>> Begin Exercise input

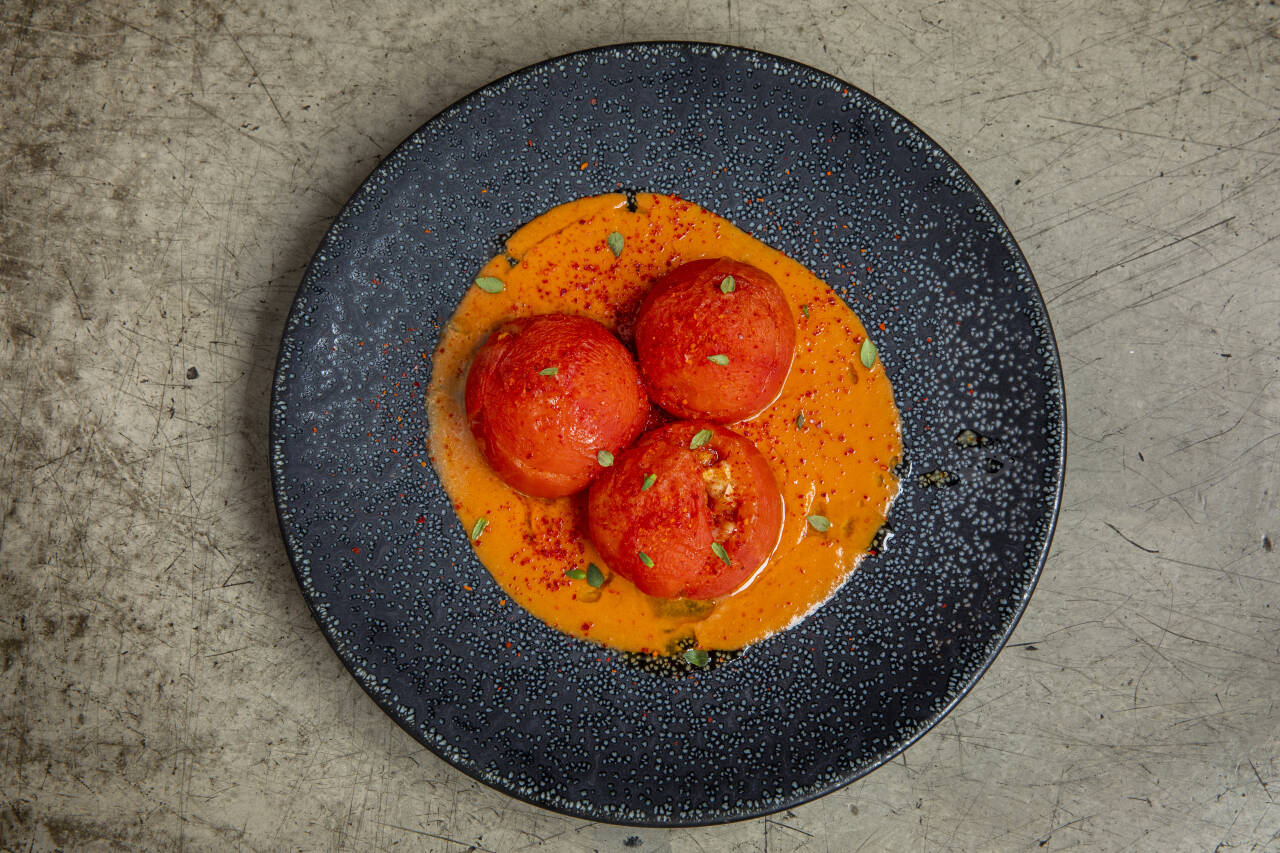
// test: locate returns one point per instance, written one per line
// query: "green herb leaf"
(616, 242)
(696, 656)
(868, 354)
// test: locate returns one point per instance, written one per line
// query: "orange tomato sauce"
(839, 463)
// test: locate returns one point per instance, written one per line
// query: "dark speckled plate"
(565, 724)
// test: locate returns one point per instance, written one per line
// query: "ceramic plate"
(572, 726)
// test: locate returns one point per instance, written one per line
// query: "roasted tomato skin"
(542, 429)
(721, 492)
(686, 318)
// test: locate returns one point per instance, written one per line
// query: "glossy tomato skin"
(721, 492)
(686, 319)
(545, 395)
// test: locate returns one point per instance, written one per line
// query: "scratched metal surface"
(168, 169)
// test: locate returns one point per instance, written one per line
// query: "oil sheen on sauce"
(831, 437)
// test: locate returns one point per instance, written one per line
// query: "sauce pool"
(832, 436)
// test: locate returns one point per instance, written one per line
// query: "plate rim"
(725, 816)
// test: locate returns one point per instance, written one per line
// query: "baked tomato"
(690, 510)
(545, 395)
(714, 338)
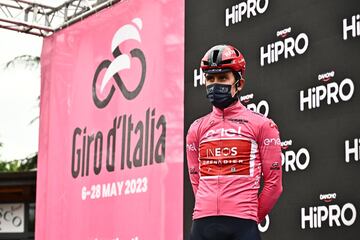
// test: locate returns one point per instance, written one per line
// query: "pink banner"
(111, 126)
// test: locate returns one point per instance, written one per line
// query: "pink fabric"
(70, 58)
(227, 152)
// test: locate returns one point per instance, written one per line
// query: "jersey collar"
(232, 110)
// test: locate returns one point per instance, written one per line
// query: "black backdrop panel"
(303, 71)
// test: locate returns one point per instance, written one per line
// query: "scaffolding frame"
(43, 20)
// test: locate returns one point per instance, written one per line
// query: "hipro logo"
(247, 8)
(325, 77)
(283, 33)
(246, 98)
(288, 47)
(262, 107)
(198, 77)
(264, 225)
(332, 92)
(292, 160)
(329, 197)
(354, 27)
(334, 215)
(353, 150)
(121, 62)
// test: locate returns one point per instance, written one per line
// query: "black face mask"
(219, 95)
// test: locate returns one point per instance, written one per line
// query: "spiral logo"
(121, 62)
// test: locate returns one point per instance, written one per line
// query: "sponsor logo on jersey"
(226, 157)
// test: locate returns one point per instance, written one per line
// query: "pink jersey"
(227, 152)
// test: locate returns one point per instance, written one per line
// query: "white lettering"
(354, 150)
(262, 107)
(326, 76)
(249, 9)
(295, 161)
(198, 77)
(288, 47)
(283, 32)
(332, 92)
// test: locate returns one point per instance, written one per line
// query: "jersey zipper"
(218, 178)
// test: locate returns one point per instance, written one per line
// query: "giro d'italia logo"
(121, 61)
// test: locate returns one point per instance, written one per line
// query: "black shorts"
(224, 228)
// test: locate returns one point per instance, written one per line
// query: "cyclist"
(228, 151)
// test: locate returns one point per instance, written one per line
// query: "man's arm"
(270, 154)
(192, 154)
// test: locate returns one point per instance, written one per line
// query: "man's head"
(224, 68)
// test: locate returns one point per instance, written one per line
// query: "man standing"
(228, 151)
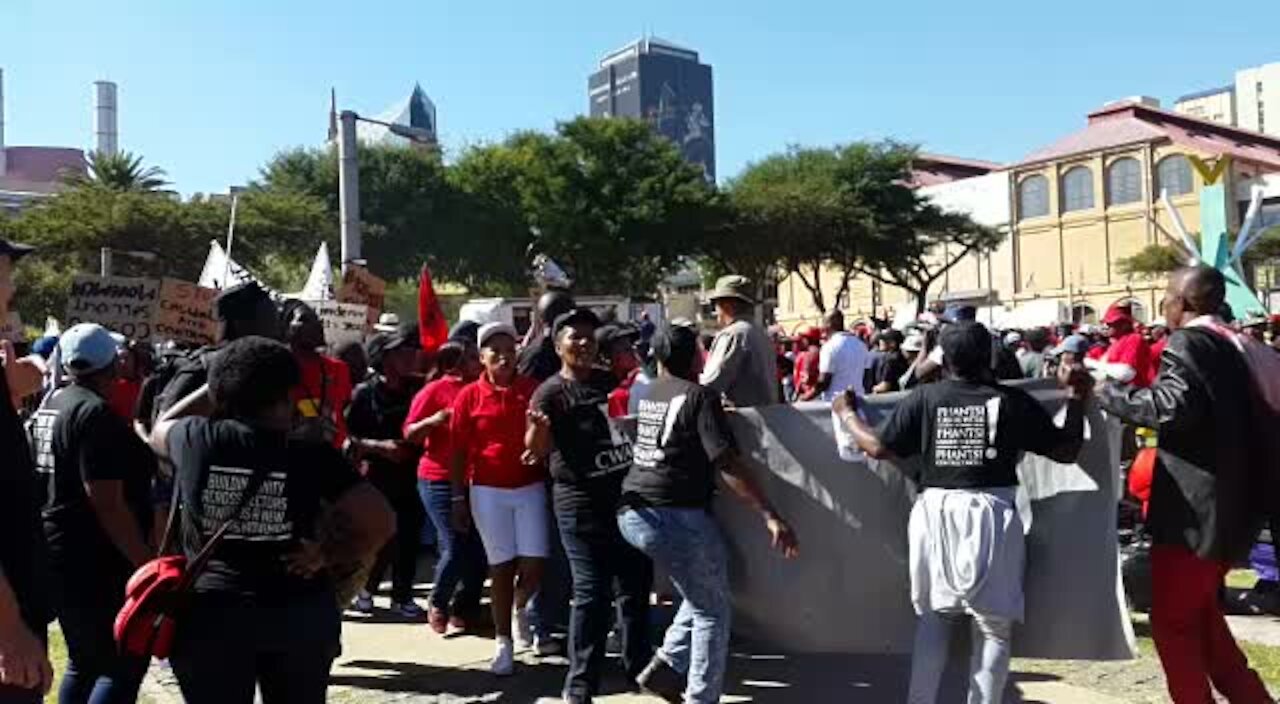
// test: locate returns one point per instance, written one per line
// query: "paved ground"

>> End Exercise input
>> Begin Exercise input

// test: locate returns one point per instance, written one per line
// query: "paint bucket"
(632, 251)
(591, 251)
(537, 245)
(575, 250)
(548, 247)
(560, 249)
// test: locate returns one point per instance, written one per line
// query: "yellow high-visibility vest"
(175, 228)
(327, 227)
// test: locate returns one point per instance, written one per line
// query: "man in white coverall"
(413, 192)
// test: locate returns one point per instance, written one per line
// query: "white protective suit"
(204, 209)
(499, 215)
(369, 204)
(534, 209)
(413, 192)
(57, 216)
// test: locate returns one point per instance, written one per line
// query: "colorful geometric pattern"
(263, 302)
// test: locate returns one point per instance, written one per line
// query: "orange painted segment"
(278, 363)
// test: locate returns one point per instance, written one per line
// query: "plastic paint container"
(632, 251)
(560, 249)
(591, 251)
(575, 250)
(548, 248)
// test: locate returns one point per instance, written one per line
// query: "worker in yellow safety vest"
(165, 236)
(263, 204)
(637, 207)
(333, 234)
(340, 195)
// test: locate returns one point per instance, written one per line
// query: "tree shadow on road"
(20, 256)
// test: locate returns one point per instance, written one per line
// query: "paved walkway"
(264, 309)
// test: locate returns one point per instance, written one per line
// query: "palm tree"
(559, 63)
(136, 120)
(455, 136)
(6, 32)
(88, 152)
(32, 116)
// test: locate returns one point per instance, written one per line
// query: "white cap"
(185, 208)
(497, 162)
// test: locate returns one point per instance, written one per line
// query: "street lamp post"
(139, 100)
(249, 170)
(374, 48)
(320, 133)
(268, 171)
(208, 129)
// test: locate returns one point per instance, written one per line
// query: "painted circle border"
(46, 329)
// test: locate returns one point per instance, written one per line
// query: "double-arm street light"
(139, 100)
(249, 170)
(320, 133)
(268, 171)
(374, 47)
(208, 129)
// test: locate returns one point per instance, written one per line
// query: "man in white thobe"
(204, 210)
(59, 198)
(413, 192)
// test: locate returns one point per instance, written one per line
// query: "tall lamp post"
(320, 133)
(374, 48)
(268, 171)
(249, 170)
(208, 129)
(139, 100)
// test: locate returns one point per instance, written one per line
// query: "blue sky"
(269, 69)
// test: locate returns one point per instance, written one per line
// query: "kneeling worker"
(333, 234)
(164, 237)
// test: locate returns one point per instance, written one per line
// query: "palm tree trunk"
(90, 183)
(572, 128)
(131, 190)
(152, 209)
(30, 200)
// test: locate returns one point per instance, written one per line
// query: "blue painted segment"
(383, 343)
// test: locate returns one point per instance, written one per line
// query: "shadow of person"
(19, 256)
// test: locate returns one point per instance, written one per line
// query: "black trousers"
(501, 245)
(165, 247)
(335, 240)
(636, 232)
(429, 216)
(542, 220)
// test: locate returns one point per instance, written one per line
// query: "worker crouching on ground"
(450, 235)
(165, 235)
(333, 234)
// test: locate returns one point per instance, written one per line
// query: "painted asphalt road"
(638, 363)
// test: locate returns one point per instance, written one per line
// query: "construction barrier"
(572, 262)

>> End Exercise input
>> Begin Exercise input

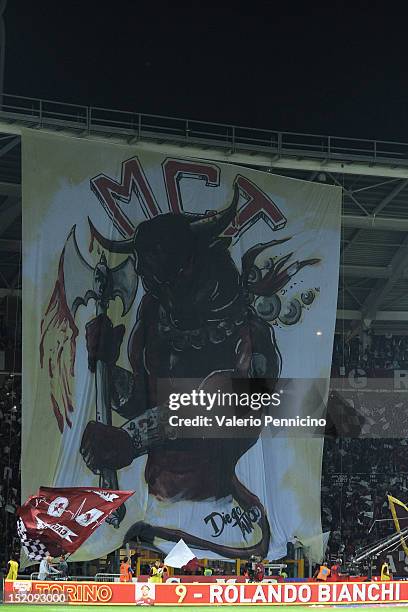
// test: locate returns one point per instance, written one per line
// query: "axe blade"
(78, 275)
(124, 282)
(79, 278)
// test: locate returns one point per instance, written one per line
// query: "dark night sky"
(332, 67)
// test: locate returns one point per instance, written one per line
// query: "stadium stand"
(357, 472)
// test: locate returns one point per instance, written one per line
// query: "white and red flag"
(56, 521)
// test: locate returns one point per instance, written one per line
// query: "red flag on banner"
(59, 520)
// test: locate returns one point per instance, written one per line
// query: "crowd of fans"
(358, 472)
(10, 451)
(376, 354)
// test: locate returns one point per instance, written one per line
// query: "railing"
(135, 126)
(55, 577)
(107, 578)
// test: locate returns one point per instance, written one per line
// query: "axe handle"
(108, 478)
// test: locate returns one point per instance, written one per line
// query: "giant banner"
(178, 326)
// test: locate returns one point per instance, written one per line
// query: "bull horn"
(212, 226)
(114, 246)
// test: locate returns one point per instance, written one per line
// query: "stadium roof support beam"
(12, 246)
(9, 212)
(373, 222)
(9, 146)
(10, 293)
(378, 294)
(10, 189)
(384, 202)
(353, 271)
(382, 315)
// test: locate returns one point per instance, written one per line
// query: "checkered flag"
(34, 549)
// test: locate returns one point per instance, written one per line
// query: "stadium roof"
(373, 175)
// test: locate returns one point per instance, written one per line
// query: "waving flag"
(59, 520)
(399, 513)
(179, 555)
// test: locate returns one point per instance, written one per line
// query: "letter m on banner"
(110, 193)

>> End Exercise input

Please report how many lines in the entries contain the word "stadium", giving only the number.

- _Solution to the problem_
3